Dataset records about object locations
== == ==

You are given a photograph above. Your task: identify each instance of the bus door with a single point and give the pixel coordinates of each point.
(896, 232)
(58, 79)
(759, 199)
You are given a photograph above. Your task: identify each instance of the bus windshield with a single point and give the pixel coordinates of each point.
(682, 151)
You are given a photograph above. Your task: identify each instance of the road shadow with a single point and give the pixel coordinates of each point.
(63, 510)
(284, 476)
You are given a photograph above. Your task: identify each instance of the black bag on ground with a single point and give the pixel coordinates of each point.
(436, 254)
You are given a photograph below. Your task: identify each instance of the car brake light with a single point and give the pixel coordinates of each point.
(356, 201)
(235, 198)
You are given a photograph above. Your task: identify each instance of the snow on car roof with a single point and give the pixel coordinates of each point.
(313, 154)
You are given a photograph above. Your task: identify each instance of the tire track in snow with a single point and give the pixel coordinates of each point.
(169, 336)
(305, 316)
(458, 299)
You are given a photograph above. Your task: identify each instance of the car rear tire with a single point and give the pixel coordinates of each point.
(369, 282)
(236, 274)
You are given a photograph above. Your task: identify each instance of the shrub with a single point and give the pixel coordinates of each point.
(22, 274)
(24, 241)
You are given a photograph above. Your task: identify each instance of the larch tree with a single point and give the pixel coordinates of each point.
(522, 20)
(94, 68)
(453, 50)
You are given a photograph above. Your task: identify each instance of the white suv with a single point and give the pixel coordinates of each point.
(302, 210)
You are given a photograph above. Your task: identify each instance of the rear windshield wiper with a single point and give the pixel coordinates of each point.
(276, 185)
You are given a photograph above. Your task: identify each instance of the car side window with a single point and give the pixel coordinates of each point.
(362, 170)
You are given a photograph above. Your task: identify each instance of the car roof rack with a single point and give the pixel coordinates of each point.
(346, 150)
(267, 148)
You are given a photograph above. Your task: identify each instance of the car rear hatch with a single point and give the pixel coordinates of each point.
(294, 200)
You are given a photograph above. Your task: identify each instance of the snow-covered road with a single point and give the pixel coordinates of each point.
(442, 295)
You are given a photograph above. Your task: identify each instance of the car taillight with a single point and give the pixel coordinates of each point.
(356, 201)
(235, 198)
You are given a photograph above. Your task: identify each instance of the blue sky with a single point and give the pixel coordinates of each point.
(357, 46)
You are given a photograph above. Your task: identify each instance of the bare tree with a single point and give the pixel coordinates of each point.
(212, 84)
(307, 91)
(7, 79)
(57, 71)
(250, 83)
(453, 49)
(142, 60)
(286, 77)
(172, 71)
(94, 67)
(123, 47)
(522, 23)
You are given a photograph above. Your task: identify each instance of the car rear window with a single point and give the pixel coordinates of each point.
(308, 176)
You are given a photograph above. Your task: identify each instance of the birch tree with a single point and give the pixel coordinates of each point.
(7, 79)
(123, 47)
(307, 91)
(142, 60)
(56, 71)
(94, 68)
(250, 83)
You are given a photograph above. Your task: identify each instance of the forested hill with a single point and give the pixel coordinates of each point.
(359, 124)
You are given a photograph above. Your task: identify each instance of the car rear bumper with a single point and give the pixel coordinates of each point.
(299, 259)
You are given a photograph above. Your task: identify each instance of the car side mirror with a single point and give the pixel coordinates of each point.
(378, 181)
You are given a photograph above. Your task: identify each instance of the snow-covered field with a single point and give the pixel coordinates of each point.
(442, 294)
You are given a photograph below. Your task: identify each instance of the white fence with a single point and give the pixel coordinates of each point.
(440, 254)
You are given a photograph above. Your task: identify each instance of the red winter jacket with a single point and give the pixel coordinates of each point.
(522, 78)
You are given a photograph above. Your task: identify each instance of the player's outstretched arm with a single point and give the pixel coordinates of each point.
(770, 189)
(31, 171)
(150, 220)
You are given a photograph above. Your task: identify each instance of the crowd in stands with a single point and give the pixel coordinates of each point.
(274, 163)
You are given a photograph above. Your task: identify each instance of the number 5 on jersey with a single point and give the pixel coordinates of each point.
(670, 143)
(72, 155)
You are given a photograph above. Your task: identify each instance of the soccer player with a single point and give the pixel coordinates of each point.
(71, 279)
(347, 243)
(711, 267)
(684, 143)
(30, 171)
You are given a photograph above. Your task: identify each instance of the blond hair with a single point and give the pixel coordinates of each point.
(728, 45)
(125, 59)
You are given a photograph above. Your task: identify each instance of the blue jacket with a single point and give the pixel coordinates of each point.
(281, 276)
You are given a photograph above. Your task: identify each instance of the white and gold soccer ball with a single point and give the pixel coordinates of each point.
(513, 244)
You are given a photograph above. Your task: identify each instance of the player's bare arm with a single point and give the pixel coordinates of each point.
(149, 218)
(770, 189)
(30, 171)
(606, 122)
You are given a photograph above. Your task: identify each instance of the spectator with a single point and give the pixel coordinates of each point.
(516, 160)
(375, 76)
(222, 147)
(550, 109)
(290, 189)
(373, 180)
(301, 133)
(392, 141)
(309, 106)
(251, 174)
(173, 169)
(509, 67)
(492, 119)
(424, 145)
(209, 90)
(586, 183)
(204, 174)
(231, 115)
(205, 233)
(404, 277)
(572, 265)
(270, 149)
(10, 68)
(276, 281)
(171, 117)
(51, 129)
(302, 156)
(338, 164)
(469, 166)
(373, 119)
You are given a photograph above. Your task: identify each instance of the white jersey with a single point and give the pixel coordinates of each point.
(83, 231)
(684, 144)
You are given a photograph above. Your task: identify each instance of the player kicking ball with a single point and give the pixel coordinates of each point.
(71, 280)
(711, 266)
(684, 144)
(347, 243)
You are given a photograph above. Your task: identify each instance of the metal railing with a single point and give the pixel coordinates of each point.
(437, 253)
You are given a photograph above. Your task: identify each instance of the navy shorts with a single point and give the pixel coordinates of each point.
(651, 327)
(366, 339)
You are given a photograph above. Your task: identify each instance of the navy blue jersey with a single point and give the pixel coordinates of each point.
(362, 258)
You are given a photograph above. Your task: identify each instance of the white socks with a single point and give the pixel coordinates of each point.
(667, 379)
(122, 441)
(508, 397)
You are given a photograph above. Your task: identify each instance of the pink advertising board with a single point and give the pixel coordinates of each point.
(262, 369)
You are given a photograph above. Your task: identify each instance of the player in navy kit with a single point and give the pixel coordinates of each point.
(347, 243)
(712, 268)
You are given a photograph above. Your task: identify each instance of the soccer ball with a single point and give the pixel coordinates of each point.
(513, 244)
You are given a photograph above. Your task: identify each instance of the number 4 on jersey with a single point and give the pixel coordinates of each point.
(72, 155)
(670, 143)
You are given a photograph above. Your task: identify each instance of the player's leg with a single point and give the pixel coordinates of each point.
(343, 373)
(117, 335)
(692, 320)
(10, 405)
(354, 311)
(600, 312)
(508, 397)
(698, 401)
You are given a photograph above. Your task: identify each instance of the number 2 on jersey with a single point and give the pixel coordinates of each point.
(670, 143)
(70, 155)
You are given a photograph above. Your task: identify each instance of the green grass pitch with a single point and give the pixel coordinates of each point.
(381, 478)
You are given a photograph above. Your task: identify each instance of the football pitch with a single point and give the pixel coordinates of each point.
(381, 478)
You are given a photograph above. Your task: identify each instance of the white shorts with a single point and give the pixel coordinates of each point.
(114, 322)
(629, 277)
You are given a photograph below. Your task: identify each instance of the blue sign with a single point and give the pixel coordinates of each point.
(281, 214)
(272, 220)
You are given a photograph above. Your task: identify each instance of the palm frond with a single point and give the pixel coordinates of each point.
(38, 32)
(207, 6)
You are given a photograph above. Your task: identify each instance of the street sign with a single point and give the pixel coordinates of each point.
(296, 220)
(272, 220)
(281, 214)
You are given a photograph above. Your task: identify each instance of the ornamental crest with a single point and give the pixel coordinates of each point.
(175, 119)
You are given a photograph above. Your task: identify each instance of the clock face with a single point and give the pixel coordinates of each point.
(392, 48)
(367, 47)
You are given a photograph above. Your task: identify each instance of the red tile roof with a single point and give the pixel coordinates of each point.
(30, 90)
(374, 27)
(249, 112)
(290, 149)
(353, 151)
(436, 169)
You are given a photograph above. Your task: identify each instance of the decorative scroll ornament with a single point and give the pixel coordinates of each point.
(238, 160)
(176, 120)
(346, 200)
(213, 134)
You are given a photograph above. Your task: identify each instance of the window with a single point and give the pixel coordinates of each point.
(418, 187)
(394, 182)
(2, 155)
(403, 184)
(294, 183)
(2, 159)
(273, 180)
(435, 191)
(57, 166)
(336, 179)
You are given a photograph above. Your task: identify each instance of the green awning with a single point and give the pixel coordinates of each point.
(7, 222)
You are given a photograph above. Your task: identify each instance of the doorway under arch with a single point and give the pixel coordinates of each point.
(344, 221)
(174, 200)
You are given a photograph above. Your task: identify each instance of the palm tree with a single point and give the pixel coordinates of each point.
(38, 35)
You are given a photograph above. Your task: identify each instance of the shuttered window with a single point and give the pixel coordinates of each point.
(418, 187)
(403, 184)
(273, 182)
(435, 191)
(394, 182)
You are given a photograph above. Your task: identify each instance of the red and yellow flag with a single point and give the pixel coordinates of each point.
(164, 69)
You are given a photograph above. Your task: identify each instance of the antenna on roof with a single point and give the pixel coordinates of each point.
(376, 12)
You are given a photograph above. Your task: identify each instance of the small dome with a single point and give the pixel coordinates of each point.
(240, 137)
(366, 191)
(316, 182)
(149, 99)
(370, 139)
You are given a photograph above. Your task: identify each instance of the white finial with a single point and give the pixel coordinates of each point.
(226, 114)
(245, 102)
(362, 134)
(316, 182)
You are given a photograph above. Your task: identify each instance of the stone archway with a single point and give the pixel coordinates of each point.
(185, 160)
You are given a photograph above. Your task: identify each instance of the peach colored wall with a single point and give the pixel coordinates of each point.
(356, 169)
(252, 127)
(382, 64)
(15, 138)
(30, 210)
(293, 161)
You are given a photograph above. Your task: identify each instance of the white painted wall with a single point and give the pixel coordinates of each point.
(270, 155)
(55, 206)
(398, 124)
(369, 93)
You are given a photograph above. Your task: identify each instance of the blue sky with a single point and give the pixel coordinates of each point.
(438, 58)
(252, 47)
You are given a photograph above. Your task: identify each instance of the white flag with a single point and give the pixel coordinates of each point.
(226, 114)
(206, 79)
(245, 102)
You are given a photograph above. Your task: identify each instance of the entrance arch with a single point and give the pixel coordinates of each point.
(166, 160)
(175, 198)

== == ==

Using the records above, please retype only the run of lines from the line holding "of the stone" through the last line, both ends included.

Response:
You are given a photograph above. Your task: identify each instance of the stone archway with a single point and give the pixel coordinates of each point.
(185, 160)
You are given a photograph above. Your task: identify each instance of the peach colored wall with a single point and give the pixel coordinates of each point.
(356, 169)
(252, 127)
(382, 64)
(15, 138)
(30, 210)
(293, 161)
You are given a photograph above. Your task: identify each instance of the white painted wall with a single point and give the pixel coordinates of each point.
(270, 155)
(55, 206)
(398, 124)
(369, 93)
You are given a photograph above. Your task: identify each instance of the blue sky with a single point and give the pixel coordinates of each point.
(438, 58)
(252, 47)
You are given a photograph above. Your task: identify each instance of the white flag with a single point and give the pixel coordinates of each point.
(226, 114)
(206, 79)
(245, 102)
You are given a photograph above. Your task: identify each instance of the entrance arch with a single point and give the pixel coordinates of each point.
(166, 160)
(175, 198)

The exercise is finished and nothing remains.